Rewrite all of the rows below, replacing "dot" with "point" and leaving everything else unchanged. Omit the pictures from your answer.

↓↓↓

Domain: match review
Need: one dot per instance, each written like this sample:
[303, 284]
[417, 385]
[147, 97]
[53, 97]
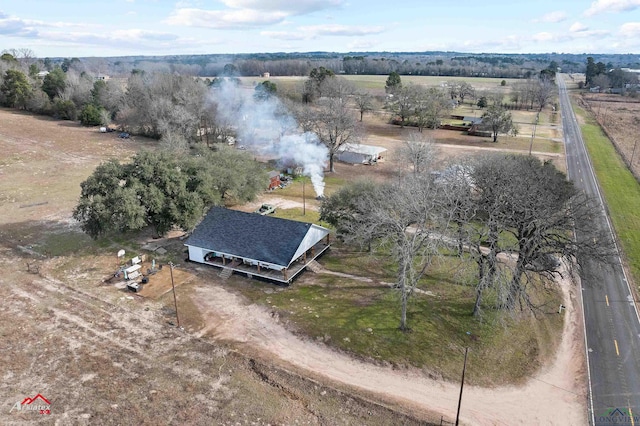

↑↑↑

● Reply to the exercise:
Domain: match review
Need: one point per instance, each written like this sample:
[303, 284]
[417, 385]
[147, 97]
[53, 97]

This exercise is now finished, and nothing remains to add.